----- EXCERPT TO READ -----

1. In the depicted embodiment, the tool 30 is formed from copper,
however, other suitable materials can be envisaged. The tool 30 has
a plurality of parallel linearly aligned protrusions 31. The widths
of each of the protrusions 31 is representative of the desired
width of the wires in the final product and is in the vicinity of
between about 1 and 100 microns, more preferably 1 and 70 microns.
The spacing between neighbouring protrusions can be between about
10 and 100 microns, representative of the spacings between the
wires of the final product. Each protrusion 31 has a right angle
turn that terminates in a larger electrode-forming protrusion 32.
Use of the tool 30 results in the formation of a raised pattern in
a suitable sheet of electrically conducting material, such as
platinum, that is pressed by the protrusions 31 and
electrode-forming protrusions 32.

-----

GOALS:
A - In the tool description, what does the right angle turn of each protrusion 31 terminate in?
B - Continue the tool description from its final sentence.

----- RECORD LIST -----

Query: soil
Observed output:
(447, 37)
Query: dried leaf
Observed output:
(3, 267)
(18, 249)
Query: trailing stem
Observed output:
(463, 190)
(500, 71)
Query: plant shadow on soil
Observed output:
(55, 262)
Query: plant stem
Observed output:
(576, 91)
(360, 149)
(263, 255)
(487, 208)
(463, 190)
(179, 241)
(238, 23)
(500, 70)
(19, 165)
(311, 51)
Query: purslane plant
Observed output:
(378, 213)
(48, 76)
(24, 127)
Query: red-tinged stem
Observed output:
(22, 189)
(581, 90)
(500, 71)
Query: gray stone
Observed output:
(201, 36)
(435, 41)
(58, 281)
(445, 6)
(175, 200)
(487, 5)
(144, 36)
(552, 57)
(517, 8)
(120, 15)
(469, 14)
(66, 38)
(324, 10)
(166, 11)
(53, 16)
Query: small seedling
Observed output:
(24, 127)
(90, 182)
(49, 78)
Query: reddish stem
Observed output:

-----
----- RECORD LIST -----

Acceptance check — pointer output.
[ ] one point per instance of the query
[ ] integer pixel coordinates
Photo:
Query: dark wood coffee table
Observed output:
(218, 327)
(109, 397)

-----
----- RECORD LIST -----

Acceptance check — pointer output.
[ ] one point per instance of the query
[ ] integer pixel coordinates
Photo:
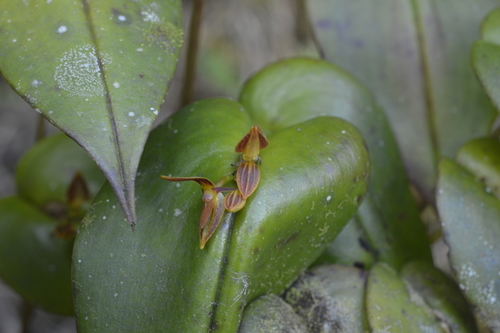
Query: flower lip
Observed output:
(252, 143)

-----

ANSWERS BELOW:
A - A larger electrode-forming protrusion 32.

B -
[0206] Once the raised pattern is formed in the platinum sheet, as
is described below, those portions of the sheet that are not part
of the raised pattern can be removed from the sheet by abrasion or
other suitable methods. The result is as plurality of electrodes
each having an integrally formed electrical conduction means
extending away therefrom.
[0207] FIG. 2 is a cross-sectional view of a portion of another
embossing tool 40, made in this case from copper, for use in the
method according to the present invention. The portion depicted in
FIG. 2 is of the protrusions 41 used to form the electrical
conduction means for the electrode array.
[0208] The protrusions 41 extend outwardly from a base 42. The
protrusions 41 narrow in thickness from their base to their top.
Each protrusion at its base has a thickness of between about 48 and
54 microns. At the top, each protrusion has narrowed in thickness
to between about 28 and 30 microns. The distance between adjacent
protrusions at the base is between about 65 and 67 microns, while
the distance between the protrusions at the top is between about 86
and 87 microns. Each protrusion has a height of about 30 microns.
These dimensions should be considered as illustrative only.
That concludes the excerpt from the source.